_Document excerpt:_
_ _ _ _ _ _ _
University of Illinois researchers say they’ve developed a technique that could help engineers build high-performance solar cells and other electronics using tiny semiconductors called “nanowires.” Nanowires have been seen as a promising technology for improving the performance and efficiency of devices from solar cells to lasers. However, engineers have had trouble using semiconductors in this class because they do not easily integrate with silicon, the most common platform for integrating semiconductors in manufacturing.

The problem is a mismatch in the the specific distances between the atoms in the materials’ crystal structure (also known as the “lattice constant”). Because the materials have different lattice constants, “they cannot be stacked on top of each other in a straightforward way without generating dislocations,” said electrical and computer engineering professor Xiuling Li. In the past, engineers have dealt with this mismatch by covering silicon wafers with a thin film of semiconductor material. But the mismatch in the crystal lattices of the materials can cause strain, and degrade the performance of a solar cell over time. Instead of a thin film, the Illinois team grew a densely packed array of indium gallium arsenide “nanowires”, tiny strands of semiconductor that grow up vertically from the silicon wafer.

By “dissipating the mismatch strain energy laterally through the sidewalls,”  Li explained, the nanowires offer engineers freedom from lattice-matching restrictions. Nanowires can also improve light absorption, enhancing solar cell performance and efficiency, and reduce the cost of solar cells by using less material than thin films. Next, Li and her group hope to develop multi-junction solar cells using nanowires.

The research was supported by the U.S. Department of Energy and the National Science Foundation. The paper, “InxGa1-xAs Nanowires on Silicon: One-Dimensional Heterogeneous Epitaxy, Bandgap Engineering, and Photovoltaics,” was published in the journal Nano Letters.
_ _ _ _ _ _ _
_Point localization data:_

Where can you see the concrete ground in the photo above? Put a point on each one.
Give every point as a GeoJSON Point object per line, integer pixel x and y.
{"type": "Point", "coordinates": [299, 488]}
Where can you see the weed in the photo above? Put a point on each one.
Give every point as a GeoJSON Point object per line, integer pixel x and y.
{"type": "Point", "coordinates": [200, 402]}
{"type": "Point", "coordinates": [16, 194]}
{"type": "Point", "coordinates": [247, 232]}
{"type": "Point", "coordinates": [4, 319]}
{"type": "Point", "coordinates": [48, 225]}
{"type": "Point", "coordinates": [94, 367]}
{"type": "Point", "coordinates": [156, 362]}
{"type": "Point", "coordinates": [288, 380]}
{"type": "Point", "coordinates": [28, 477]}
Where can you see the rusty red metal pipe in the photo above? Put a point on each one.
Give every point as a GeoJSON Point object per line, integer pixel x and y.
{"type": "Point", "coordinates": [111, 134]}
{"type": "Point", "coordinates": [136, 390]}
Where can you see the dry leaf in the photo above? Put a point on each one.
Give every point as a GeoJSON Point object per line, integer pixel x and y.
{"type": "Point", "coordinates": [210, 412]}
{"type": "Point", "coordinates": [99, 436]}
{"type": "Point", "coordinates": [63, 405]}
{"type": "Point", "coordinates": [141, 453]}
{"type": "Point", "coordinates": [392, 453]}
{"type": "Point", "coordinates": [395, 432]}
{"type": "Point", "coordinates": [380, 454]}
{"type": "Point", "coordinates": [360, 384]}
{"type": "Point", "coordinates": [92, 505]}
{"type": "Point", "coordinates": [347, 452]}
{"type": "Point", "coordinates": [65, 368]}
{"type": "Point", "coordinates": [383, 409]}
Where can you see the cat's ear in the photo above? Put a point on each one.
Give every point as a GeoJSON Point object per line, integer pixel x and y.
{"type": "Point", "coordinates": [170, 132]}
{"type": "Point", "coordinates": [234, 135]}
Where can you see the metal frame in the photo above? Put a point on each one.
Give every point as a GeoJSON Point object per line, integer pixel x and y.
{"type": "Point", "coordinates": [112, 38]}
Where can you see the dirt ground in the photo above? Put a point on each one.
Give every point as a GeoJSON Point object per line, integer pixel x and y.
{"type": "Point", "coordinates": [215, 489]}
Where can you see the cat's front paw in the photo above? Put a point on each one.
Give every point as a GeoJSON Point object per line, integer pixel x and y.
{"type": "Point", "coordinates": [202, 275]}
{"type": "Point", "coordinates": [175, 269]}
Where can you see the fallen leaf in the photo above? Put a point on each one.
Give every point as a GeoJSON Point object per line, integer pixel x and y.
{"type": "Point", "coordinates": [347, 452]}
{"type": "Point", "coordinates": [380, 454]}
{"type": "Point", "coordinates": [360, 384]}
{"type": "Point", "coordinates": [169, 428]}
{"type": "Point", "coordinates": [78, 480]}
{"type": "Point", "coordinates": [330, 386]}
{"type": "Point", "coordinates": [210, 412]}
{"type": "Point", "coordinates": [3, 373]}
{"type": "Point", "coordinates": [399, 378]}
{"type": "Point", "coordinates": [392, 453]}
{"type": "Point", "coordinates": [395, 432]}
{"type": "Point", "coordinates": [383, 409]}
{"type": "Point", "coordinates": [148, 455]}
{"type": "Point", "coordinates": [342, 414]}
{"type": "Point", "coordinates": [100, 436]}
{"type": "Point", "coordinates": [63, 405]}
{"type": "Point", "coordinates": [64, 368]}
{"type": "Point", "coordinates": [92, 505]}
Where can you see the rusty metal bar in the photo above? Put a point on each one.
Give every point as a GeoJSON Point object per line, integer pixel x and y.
_ _ _ _ _ _ _
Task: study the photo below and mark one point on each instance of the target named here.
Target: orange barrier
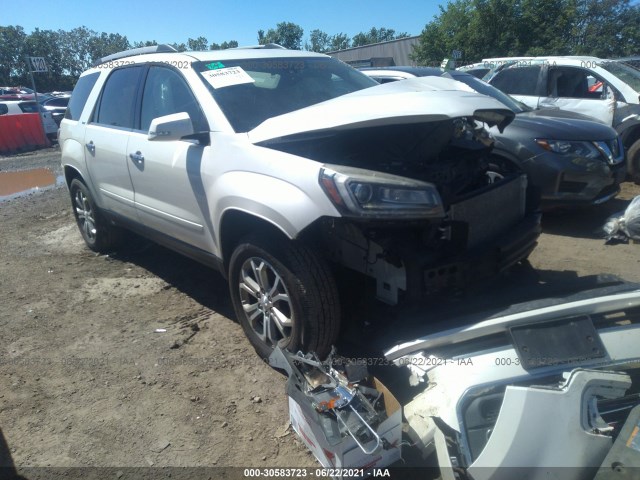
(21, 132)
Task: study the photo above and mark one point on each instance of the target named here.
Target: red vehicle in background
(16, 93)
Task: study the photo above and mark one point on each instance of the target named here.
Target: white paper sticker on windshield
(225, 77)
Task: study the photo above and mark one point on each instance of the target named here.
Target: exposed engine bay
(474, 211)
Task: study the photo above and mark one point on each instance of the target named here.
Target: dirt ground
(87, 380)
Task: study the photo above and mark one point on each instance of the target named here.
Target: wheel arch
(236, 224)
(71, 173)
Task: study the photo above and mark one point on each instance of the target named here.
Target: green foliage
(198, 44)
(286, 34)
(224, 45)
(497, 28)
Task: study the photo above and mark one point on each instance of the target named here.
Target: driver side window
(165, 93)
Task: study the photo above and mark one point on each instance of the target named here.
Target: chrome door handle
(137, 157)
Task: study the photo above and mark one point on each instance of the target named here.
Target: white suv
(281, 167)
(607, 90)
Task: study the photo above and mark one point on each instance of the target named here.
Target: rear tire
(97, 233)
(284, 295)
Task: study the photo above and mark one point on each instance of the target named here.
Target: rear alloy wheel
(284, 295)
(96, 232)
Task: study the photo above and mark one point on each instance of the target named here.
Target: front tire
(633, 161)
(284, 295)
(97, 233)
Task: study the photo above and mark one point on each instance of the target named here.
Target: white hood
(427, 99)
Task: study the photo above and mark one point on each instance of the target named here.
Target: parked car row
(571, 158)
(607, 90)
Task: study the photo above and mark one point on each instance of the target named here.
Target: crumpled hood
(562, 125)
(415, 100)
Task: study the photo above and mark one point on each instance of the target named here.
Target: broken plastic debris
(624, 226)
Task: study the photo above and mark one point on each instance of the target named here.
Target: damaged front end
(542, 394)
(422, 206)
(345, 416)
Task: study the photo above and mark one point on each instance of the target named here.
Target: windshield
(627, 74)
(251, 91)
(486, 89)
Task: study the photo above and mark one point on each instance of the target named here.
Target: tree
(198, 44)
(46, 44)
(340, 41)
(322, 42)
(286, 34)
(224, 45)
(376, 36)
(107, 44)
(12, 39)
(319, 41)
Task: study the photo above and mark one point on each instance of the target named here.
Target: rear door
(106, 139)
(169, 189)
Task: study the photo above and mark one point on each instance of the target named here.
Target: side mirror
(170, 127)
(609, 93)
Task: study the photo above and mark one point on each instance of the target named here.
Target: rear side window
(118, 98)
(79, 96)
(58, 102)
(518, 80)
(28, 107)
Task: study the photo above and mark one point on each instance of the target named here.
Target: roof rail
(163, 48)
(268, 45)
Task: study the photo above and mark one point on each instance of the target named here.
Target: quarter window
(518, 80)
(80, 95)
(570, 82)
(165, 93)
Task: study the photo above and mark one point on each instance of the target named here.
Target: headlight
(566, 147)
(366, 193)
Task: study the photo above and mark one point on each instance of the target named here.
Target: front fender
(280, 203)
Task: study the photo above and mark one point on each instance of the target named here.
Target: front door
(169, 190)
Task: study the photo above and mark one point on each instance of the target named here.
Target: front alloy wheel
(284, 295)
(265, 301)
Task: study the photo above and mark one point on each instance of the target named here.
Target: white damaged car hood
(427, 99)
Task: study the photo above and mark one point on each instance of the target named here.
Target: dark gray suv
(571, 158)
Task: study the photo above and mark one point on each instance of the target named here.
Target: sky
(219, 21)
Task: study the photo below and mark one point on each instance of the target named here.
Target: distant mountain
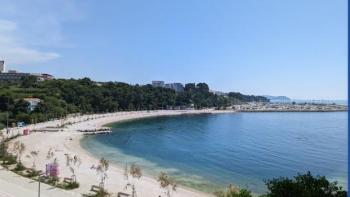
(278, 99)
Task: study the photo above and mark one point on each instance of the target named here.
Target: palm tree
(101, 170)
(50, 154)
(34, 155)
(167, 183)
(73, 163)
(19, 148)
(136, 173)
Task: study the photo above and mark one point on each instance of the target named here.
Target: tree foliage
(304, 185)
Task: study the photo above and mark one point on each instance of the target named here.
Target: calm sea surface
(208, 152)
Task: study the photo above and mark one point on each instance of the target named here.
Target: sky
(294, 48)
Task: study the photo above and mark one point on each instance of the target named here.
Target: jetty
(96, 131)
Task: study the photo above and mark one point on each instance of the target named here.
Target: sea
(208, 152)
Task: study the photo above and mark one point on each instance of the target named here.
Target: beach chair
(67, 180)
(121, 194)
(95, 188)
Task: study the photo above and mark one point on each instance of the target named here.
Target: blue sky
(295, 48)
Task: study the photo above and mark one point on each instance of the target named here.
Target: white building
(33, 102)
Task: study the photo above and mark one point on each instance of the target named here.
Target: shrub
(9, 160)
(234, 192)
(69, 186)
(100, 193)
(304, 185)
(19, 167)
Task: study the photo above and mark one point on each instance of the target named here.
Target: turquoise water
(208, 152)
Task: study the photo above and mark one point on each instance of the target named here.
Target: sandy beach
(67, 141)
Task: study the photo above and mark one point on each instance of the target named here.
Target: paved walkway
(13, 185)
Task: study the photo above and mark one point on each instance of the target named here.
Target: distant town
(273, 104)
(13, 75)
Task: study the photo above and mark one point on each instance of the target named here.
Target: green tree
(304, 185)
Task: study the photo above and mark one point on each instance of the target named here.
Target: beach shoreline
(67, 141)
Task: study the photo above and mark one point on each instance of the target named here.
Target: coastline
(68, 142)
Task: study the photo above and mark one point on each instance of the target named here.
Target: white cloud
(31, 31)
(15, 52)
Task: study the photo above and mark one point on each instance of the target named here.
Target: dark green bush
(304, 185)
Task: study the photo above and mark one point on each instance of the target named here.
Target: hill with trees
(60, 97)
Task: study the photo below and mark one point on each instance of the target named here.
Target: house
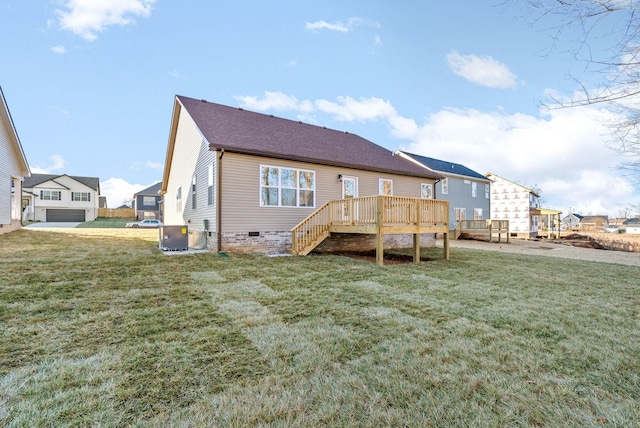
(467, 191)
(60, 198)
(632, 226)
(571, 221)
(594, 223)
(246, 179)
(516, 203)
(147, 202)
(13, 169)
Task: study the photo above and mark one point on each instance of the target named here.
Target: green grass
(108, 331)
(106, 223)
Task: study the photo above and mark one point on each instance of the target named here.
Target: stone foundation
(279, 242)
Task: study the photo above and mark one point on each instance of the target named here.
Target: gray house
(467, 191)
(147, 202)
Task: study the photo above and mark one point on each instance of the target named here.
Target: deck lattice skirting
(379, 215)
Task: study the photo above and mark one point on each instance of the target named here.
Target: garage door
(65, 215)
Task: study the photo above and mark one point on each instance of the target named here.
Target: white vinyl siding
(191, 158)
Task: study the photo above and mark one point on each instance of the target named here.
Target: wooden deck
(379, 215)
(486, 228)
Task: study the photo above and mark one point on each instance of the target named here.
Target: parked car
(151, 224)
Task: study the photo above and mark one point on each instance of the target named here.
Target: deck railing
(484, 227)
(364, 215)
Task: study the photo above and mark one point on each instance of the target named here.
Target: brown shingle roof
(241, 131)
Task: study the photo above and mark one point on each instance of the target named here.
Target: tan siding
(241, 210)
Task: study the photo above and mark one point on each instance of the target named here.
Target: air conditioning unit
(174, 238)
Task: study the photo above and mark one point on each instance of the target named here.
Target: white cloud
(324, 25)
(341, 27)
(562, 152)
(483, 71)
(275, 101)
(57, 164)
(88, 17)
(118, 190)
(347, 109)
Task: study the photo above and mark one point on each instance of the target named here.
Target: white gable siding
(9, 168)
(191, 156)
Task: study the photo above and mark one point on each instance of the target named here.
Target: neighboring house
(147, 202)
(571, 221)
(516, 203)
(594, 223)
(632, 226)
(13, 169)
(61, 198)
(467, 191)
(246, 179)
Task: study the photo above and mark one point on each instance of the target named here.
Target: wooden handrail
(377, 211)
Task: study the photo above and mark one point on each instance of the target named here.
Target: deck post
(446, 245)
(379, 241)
_ _ _ _ _ _ _
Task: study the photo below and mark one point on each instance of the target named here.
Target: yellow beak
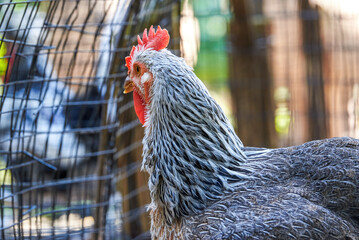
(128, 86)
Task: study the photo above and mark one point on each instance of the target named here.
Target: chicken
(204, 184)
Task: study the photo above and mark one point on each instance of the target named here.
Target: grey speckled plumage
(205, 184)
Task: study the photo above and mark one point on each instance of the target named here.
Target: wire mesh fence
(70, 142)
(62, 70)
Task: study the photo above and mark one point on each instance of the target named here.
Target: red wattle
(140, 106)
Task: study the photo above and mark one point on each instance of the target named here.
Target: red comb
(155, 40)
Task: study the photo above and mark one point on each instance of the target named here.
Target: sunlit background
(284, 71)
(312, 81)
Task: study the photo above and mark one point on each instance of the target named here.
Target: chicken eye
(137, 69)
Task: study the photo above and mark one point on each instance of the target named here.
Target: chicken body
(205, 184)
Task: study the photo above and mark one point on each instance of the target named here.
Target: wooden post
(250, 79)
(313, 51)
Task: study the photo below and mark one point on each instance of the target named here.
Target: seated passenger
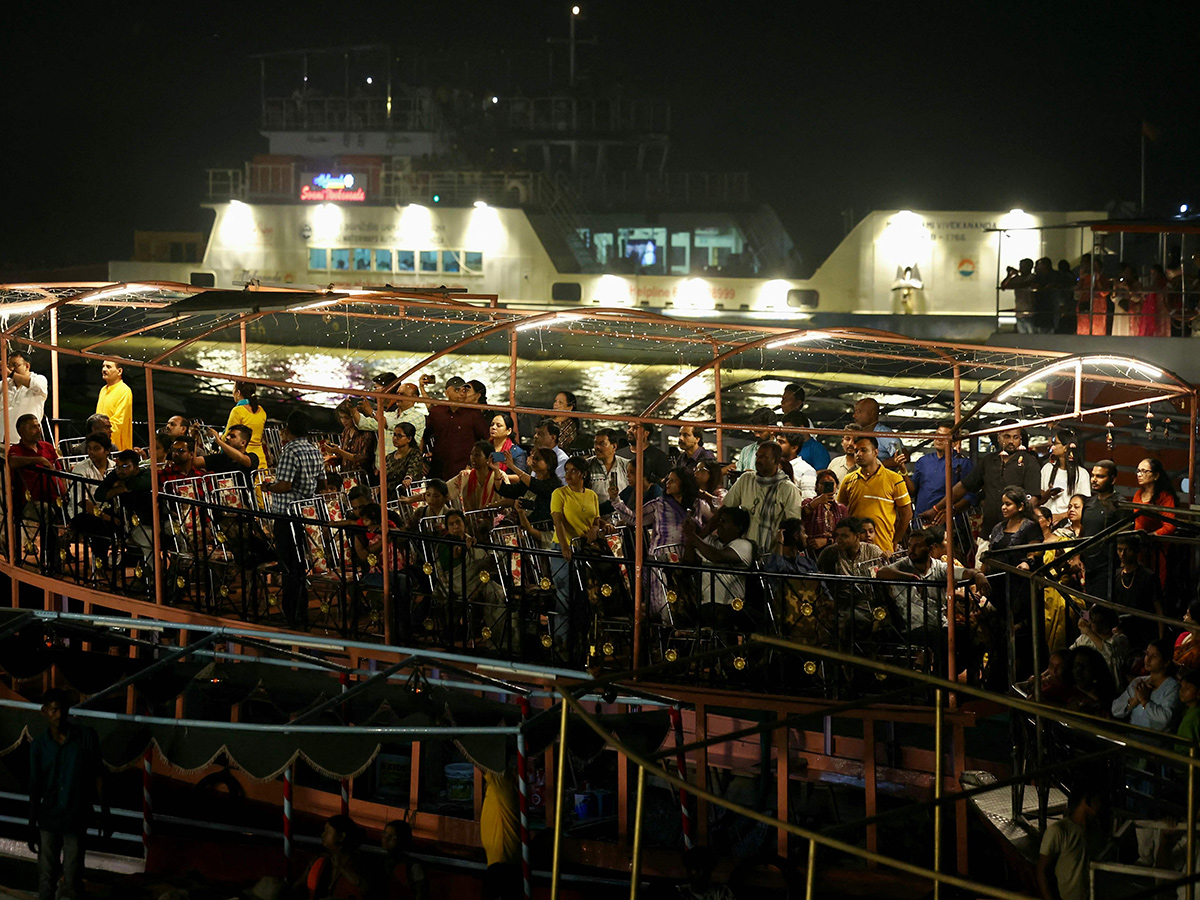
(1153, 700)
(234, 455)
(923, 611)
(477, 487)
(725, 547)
_ _ _ _ _ _ _
Copy the stretch of the nanowire article from "The research was" through "journal Nano Letters.", swapping "journal" for "periodical".

_Answer to the exercise:_
The research was supported by the U.S. Department of Energy and the National Science Foundation. The paper, “InxGa1-xAs Nanowires on Silicon: One-Dimensional Heterogeneous Epitaxy, Bandgap Engineering, and Photovoltaics,” was published in the periodical Nano Letters.